Aim of the exercise –
Return exactly the span of lines in the following data that opens with the line containing "box: [339, 173, 348, 187]" and closes with the line containing "negative clicks: (316, 311)". Include nothing else.
=== Data for review ===
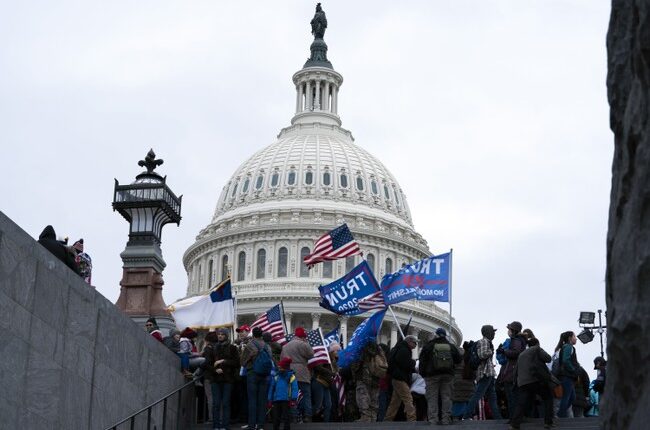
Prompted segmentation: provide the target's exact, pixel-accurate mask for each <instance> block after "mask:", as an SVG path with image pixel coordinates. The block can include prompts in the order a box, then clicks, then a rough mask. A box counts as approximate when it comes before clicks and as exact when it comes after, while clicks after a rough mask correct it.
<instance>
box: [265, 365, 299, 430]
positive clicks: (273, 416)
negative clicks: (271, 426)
mask: <svg viewBox="0 0 650 430" xmlns="http://www.w3.org/2000/svg"><path fill="white" fill-rule="evenodd" d="M298 391H299V389H298V380H297V379H296V375H295V374H294V373H293V370H291V359H290V358H289V357H284V358H282V359H280V361H279V362H278V371H277V372H276V374H275V375H273V377H272V378H271V383H270V384H269V393H268V403H269V404H267V406H268V407H269V408H271V407H272V408H273V409H272V410H273V430H280V423H283V424H284V430H289V427H290V423H291V414H290V413H289V411H290V410H291V409H293V408H294V407H295V406H296V399H297V398H298Z"/></svg>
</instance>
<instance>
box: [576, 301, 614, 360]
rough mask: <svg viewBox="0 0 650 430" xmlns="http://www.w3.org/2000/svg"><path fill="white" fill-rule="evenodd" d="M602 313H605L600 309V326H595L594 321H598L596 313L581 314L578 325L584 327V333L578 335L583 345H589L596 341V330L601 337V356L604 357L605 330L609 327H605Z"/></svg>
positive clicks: (605, 326)
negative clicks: (604, 335)
mask: <svg viewBox="0 0 650 430" xmlns="http://www.w3.org/2000/svg"><path fill="white" fill-rule="evenodd" d="M602 313H603V311H602V310H601V309H598V325H595V324H594V321H595V319H596V313H595V312H580V318H579V319H578V325H579V326H580V327H582V331H581V332H580V334H578V336H577V337H578V339H579V340H580V342H582V343H589V342H591V341H592V340H594V330H596V332H597V333H598V335H599V336H600V356H601V357H604V356H605V352H604V350H603V333H605V329H606V328H607V326H604V325H603V320H602ZM605 317H607V313H605Z"/></svg>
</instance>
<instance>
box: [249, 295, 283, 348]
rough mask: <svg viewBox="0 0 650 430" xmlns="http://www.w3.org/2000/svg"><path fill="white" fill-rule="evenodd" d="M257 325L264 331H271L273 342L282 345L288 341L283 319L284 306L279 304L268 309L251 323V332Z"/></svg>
mask: <svg viewBox="0 0 650 430" xmlns="http://www.w3.org/2000/svg"><path fill="white" fill-rule="evenodd" d="M255 327H259V328H261V329H262V332H269V333H271V336H273V342H278V343H279V344H280V345H284V344H285V343H287V340H286V338H285V329H284V321H283V319H282V307H281V306H280V305H279V304H277V305H275V306H273V307H272V308H271V309H269V310H268V311H266V312H264V313H263V314H262V315H261V316H260V317H259V318H258V319H256V320H255V322H254V323H253V324H251V332H252V331H253V329H254V328H255Z"/></svg>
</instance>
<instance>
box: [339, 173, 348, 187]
mask: <svg viewBox="0 0 650 430" xmlns="http://www.w3.org/2000/svg"><path fill="white" fill-rule="evenodd" d="M340 179H341V181H340V183H341V187H343V188H347V187H348V175H346V174H345V173H341V178H340Z"/></svg>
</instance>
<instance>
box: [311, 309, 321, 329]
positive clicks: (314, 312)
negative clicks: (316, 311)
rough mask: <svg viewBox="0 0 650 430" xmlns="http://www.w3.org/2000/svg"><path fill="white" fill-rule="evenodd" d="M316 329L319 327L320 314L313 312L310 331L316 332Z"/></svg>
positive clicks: (319, 313) (311, 319) (319, 320)
mask: <svg viewBox="0 0 650 430" xmlns="http://www.w3.org/2000/svg"><path fill="white" fill-rule="evenodd" d="M318 327H320V313H319V312H313V313H312V314H311V329H312V330H316V329H317V328H318Z"/></svg>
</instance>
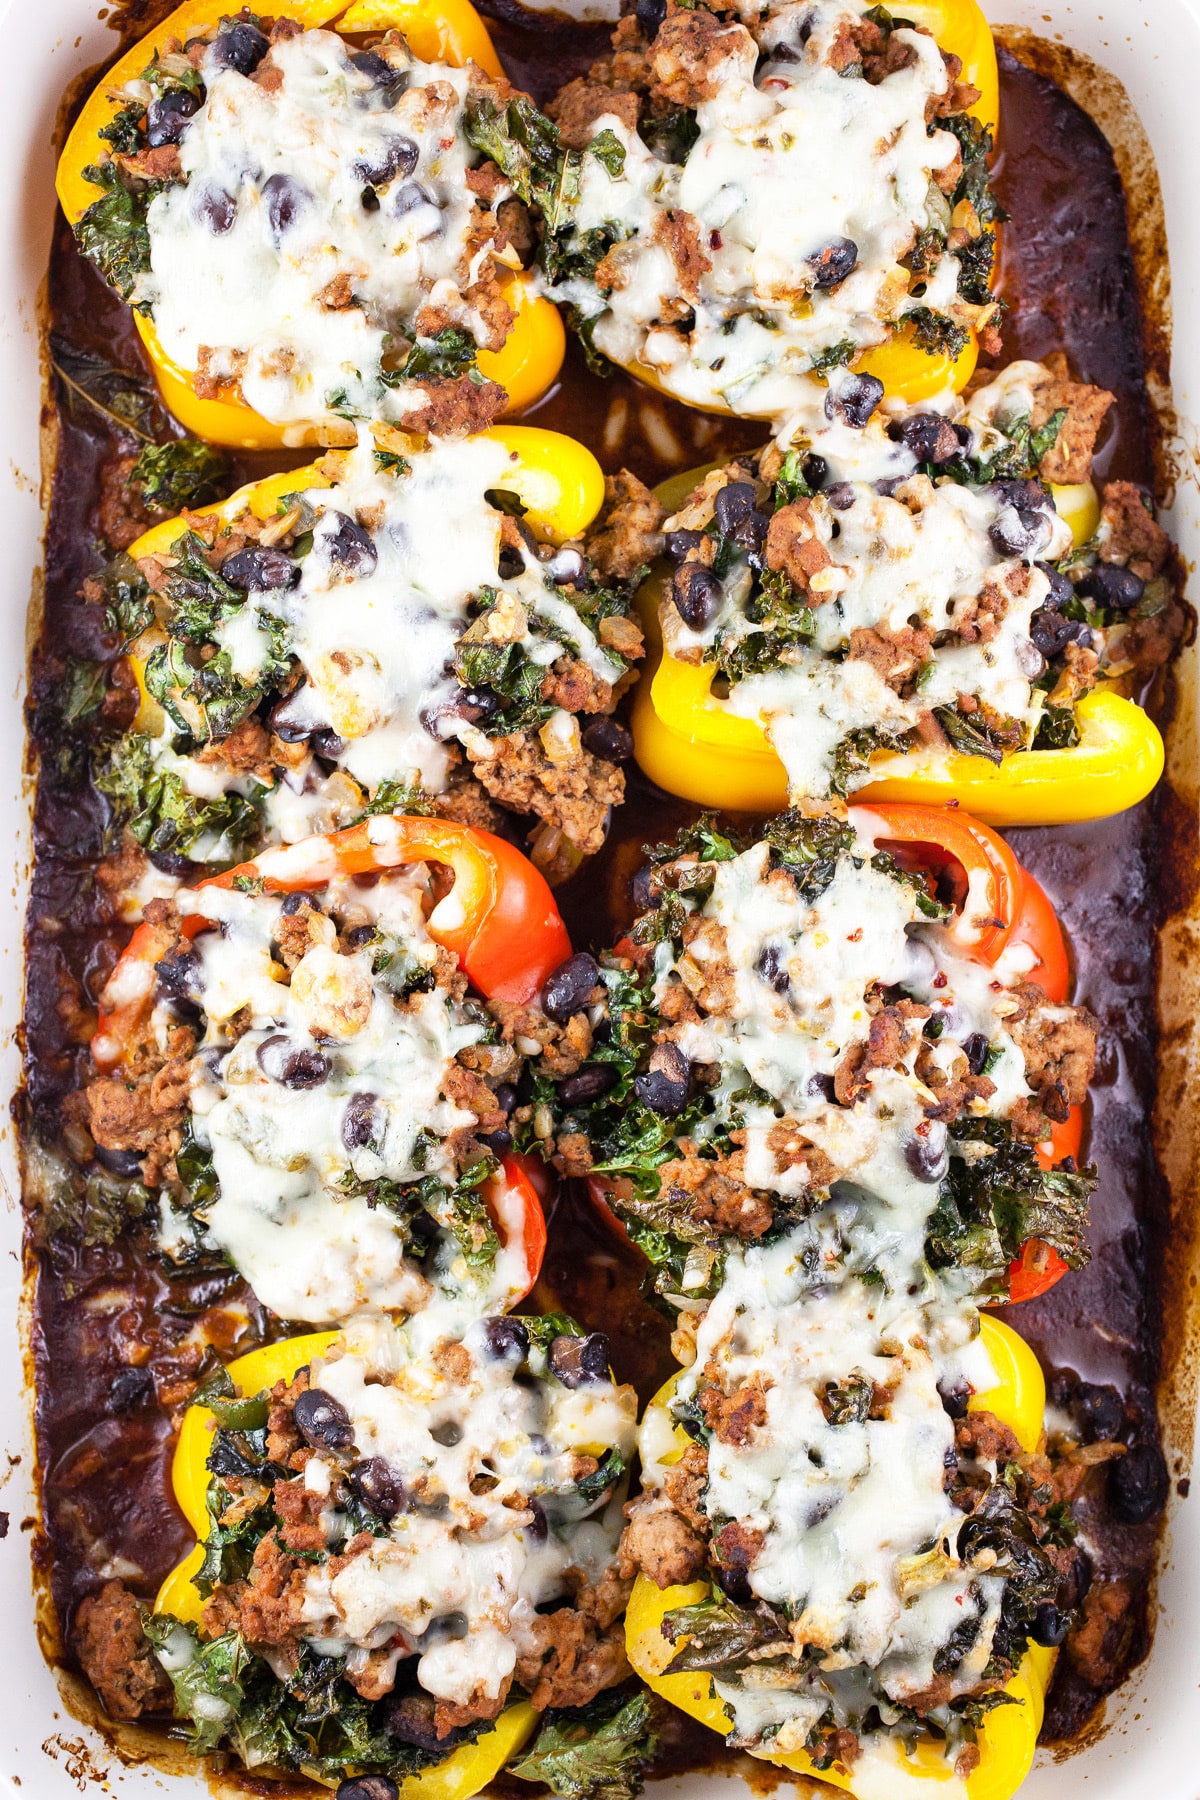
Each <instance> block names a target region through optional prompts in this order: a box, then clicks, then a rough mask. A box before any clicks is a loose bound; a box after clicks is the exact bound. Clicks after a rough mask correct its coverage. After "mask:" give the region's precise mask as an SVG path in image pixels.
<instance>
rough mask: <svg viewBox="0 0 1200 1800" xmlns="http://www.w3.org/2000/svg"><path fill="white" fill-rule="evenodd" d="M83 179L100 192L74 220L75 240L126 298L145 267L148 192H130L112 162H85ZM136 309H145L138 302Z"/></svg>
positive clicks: (93, 261)
mask: <svg viewBox="0 0 1200 1800" xmlns="http://www.w3.org/2000/svg"><path fill="white" fill-rule="evenodd" d="M83 178H85V182H92V185H94V187H103V189H104V193H103V194H101V198H99V200H94V202H92V205H90V207H88V211H86V212H85V214H83V216H81V218H79V220H77V221H76V243H77V245H79V248H81V250H83V254H85V256H86V257H88V261H90V263H95V266H97V268H99V272H101V275H103V277H104V281H106V283H108V286H110V288H115V290H117V293H119V295H121V299H122V301H128V299H130V295H131V293H133V288H135V286H137V279H139V275H144V274H148V270H149V230H148V227H146V209H148V205H149V200H151V194H149V193H144V194H142V193H139V194H135V193H131V191H130V189H128V187H126V185H124V182H122V180H121V175H119V173H117V167H115V164H112V162H92V164H88V167H86V169H85V171H83ZM139 310H140V311H148V310H149V308H148V306H146V304H142V306H140V308H139Z"/></svg>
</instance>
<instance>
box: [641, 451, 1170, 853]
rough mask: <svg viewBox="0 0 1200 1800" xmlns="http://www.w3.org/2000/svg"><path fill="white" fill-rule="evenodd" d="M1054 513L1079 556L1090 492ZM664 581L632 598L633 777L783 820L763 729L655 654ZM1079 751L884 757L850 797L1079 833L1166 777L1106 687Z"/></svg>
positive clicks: (771, 752)
mask: <svg viewBox="0 0 1200 1800" xmlns="http://www.w3.org/2000/svg"><path fill="white" fill-rule="evenodd" d="M705 473H707V470H703V468H702V470H696V472H693V473H689V475H673V477H671V479H669V481H667V482H662V486H660V488H658V490H657V493H658V499H660V500H662V504H664V506H667V508H678V506H680V504H682V500H684V499H685V495H687V493H689V491H691V488H693V486H694V482H696V481H700V479H702V477H703V475H705ZM1051 491H1052V495H1054V506H1056V508H1058V513H1060V517H1061V518H1065V520H1067V524H1069V526H1070V531H1072V535H1074V540H1076V545H1079V544H1087V542H1088V538H1092V535H1094V533H1096V527H1097V524H1099V497H1097V493H1096V488H1094V486H1092V482H1081V484H1078V486H1069V488H1060V486H1052V490H1051ZM662 594H664V572H662V571H655V572H653V574H651V576H648V580H646V583H644V585H642V590H640V594H639V612H640V616H642V625H644V628H646V648H648V662H646V670H644V673H642V679H640V682H639V684H637V689H635V695H633V720H631V724H633V752H635V756H637V761H639V765H640V769H642V770H644V772H646V774H648V776H649V779H651V781H657V783H658V787H660V788H666V790H667V794H678V796H680V799H691V801H694V803H696V805H700V806H720V808H727V810H730V812H779V810H781V808H783V806H786V805H788V778H786V772H784V767H783V763H781V761H779V758H777V756H775V751H774V749H772V745H770V740H768V736H766V733H765V729H763V725H761V724H759V722H757V720H756V718H739V716H738V715H736V713H730V711H729V707H727V706H725V704H723V702H721V700H720V698H718V697H716V695H714V693H712V680H714V675H716V670H714V668H712V666H711V664H703V662H680V661H676V659H675V657H671V655H666V653H664V652H662V632H660V626H658V605H660V601H662ZM1076 724H1078V727H1079V743H1076V745H1072V747H1070V749H1067V751H1015V752H1011V754H1009V756H1006V758H1004V761H1002V763H991V761H988V758H986V756H964V754H963V752H961V751H950V752H943V751H934V749H928V751H925V749H923V751H910V752H907V754H905V756H894V754H891V752H882V754H880V756H876V758H873V765H871V767H873V770H874V769H878V776H876V778H874V779H873V781H869V783H867V785H865V787H862V788H858V790H856V792H855V796H853V797H855V799H856V801H873V799H876V801H898V799H900V801H914V803H918V805H925V806H945V805H948V803H952V801H957V805H961V806H964V808H966V810H968V812H970V814H973V815H975V817H977V819H982V821H984V824H999V826H1018V824H1074V823H1079V821H1083V819H1108V817H1112V814H1117V812H1124V810H1126V808H1128V806H1135V805H1137V801H1141V799H1144V797H1146V794H1150V790H1151V788H1153V787H1155V783H1157V781H1159V778H1160V774H1162V765H1164V749H1162V736H1160V733H1159V727H1157V725H1155V724H1153V720H1151V718H1150V716H1148V713H1146V711H1144V709H1142V707H1141V706H1137V704H1135V702H1133V700H1128V698H1124V697H1123V695H1119V693H1117V691H1115V688H1110V686H1099V688H1094V689H1092V693H1087V695H1083V698H1081V700H1078V702H1076Z"/></svg>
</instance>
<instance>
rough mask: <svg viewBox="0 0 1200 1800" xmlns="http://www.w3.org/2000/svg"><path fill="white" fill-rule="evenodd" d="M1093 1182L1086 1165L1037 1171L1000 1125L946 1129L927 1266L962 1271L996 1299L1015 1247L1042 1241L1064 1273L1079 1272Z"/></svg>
mask: <svg viewBox="0 0 1200 1800" xmlns="http://www.w3.org/2000/svg"><path fill="white" fill-rule="evenodd" d="M1096 1179H1097V1172H1096V1168H1092V1166H1088V1168H1081V1170H1078V1172H1069V1170H1067V1168H1052V1170H1045V1168H1042V1165H1040V1163H1038V1156H1036V1150H1034V1148H1033V1145H1025V1143H1020V1141H1018V1139H1016V1138H1015V1136H1013V1129H1011V1125H1009V1123H1007V1121H1006V1120H959V1121H957V1123H955V1125H952V1127H950V1170H948V1174H946V1177H945V1181H943V1184H941V1190H939V1195H937V1208H936V1211H934V1217H932V1219H930V1226H928V1237H927V1255H928V1260H930V1265H932V1267H934V1269H945V1267H964V1269H970V1271H972V1273H973V1274H975V1276H977V1280H979V1282H981V1283H982V1285H984V1291H990V1292H1004V1291H1006V1285H1007V1267H1009V1264H1011V1262H1013V1260H1015V1258H1016V1256H1018V1255H1020V1249H1022V1244H1025V1242H1027V1240H1029V1238H1042V1242H1045V1244H1051V1246H1052V1247H1054V1249H1056V1251H1058V1255H1060V1256H1061V1258H1063V1262H1065V1264H1067V1267H1069V1269H1081V1267H1083V1264H1085V1262H1087V1260H1088V1251H1087V1244H1085V1242H1083V1228H1085V1224H1087V1204H1088V1199H1090V1195H1092V1190H1094V1188H1096Z"/></svg>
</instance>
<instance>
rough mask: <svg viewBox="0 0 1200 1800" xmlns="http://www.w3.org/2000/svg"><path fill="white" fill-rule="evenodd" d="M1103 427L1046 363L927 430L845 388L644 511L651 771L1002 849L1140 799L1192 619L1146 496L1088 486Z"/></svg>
mask: <svg viewBox="0 0 1200 1800" xmlns="http://www.w3.org/2000/svg"><path fill="white" fill-rule="evenodd" d="M1110 405H1112V396H1110V394H1106V392H1105V391H1103V389H1097V387H1090V385H1088V383H1083V382H1074V380H1070V376H1069V373H1067V367H1065V360H1061V358H1049V360H1047V364H1031V362H1018V364H1011V365H1009V367H1007V369H1004V371H1002V373H1000V374H999V376H995V378H993V380H991V382H988V385H984V387H979V389H975V391H973V394H972V396H970V398H968V400H964V401H961V400H955V396H954V394H948V392H946V394H943V396H941V398H939V401H936V403H927V405H923V407H919V409H916V407H900V405H894V403H889V401H885V400H883V398H882V389H880V385H878V382H876V383H869V382H867V380H865V378H864V376H860V374H853V373H846V374H838V376H833V378H831V382H829V389H828V394H826V400H824V405H819V407H810V418H808V425H806V428H801V430H799V432H797V436H795V439H793V441H792V446H790V448H786V450H783V448H781V446H779V445H770V446H768V448H766V450H763V452H761V454H759V455H752V457H747V459H743V461H739V463H730V464H727V466H725V468H714V470H711V472H707V473H702V479H700V481H698V482H696V484H693V488H691V491H687V493H682V491H680V490H682V488H685V479H684V477H680V479H678V481H676V482H675V484H673V486H671V490H669V491H667V490H664V491H666V493H667V506H669V515H667V517H658V518H657V520H655V515H653V511H648V508H646V504H642V513H640V524H642V538H640V544H639V549H640V551H642V554H646V553H649V551H653V549H655V547H657V545H660V544H662V545H664V547H666V554H667V558H669V562H671V569H669V572H664V574H662V576H658V578H653V580H651V581H649V583H648V585H646V590H644V614H646V617H648V623H649V625H651V628H653V626H655V625H657V626H658V632H660V639H662V659H660V662H658V666H657V668H655V671H653V677H648V679H646V680H644V682H642V691H640V693H639V698H637V706H635V742H637V754H639V761H640V763H642V767H644V769H646V772H648V774H649V776H651V778H653V779H655V781H658V783H660V785H662V787H666V788H669V790H671V792H675V794H682V796H685V797H689V799H698V801H702V803H707V805H720V806H730V808H752V810H772V808H775V806H783V805H786V801H788V797H792V799H793V801H808V799H829V797H831V796H833V797H837V796H842V797H844V796H847V794H855V792H856V794H860V796H864V797H885V799H912V801H943V803H948V801H955V803H961V805H964V806H968V808H970V810H972V812H973V814H977V815H979V817H984V819H990V821H991V823H995V824H1052V823H1063V821H1072V819H1090V817H1105V815H1106V814H1114V812H1121V810H1123V808H1126V806H1132V805H1133V803H1135V801H1139V799H1142V797H1144V794H1148V792H1150V788H1151V787H1153V785H1155V781H1157V778H1159V774H1160V772H1162V740H1160V736H1159V733H1157V729H1155V725H1153V724H1151V722H1150V718H1148V716H1146V713H1144V711H1142V709H1141V707H1139V706H1137V704H1135V702H1133V700H1132V698H1130V693H1132V691H1141V689H1142V688H1144V686H1146V682H1148V679H1150V677H1151V675H1153V673H1155V670H1159V668H1160V666H1162V664H1164V662H1166V661H1168V659H1169V655H1171V653H1173V650H1175V648H1177V644H1178V641H1180V637H1182V630H1184V612H1182V607H1180V605H1178V599H1177V589H1175V580H1173V553H1171V545H1169V542H1168V538H1166V533H1164V531H1162V527H1160V526H1159V524H1157V520H1155V515H1153V504H1151V500H1150V497H1148V495H1146V493H1144V490H1141V488H1135V486H1133V484H1132V482H1126V481H1110V482H1106V484H1105V488H1103V495H1097V491H1096V488H1094V486H1092V481H1090V475H1092V454H1094V446H1096V439H1097V434H1099V430H1101V427H1103V419H1105V414H1106V410H1108V407H1110ZM646 500H648V497H646V495H642V502H646ZM655 522H658V524H660V527H662V536H658V533H657V531H648V529H646V527H648V526H653V524H655Z"/></svg>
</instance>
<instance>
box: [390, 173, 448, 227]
mask: <svg viewBox="0 0 1200 1800" xmlns="http://www.w3.org/2000/svg"><path fill="white" fill-rule="evenodd" d="M417 207H437V202H435V200H434V196H432V194H430V193H426V189H425V187H421V184H419V182H405V185H403V187H398V189H396V193H394V194H392V198H390V211H392V218H398V220H403V216H405V212H416V209H417ZM425 236H426V238H428V236H430V232H425Z"/></svg>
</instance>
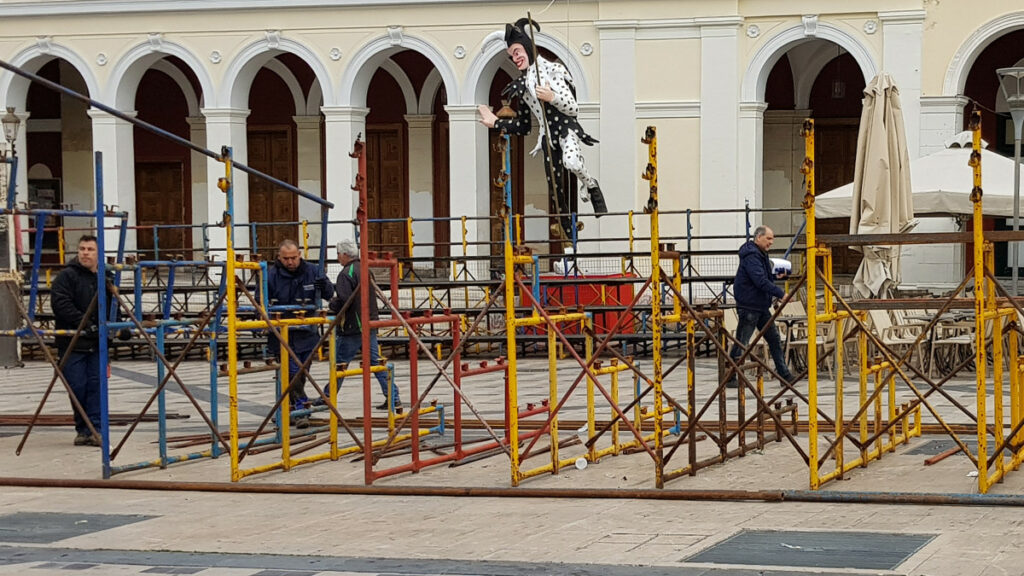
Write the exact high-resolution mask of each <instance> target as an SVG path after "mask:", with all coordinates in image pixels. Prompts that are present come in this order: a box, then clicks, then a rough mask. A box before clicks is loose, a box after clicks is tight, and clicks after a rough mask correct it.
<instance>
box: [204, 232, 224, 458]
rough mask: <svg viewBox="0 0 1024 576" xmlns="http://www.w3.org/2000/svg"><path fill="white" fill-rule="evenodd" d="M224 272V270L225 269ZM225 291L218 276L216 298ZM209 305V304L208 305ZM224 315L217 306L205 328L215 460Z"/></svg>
mask: <svg viewBox="0 0 1024 576" xmlns="http://www.w3.org/2000/svg"><path fill="white" fill-rule="evenodd" d="M204 232H205V231H204ZM225 272H226V269H225ZM226 291H227V278H226V277H225V276H224V274H221V275H220V287H219V288H218V289H217V298H218V299H219V298H220V296H221V295H222V294H223V293H224V292H226ZM208 305H209V304H208ZM223 315H224V307H223V306H217V310H216V311H214V317H213V322H212V323H211V325H210V326H208V327H207V330H208V331H209V334H210V421H212V422H213V429H215V430H216V431H217V436H215V437H214V438H213V439H211V444H210V453H211V455H212V456H213V457H214V458H216V457H218V456H220V450H221V448H220V442H219V438H218V437H219V436H220V426H219V425H218V424H217V421H218V420H217V407H218V399H217V390H218V389H219V386H218V385H217V384H218V379H219V378H220V370H219V369H218V367H217V335H218V334H219V333H220V321H221V318H223Z"/></svg>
===
Response to the exercise –
box: [339, 173, 348, 187]
mask: <svg viewBox="0 0 650 430" xmlns="http://www.w3.org/2000/svg"><path fill="white" fill-rule="evenodd" d="M340 179H341V181H340V183H341V187H343V188H347V187H348V175H346V174H345V173H341V178H340Z"/></svg>
</instance>
<instance>
box: [311, 309, 321, 329]
positive clicks: (314, 312)
negative clicks: (316, 311)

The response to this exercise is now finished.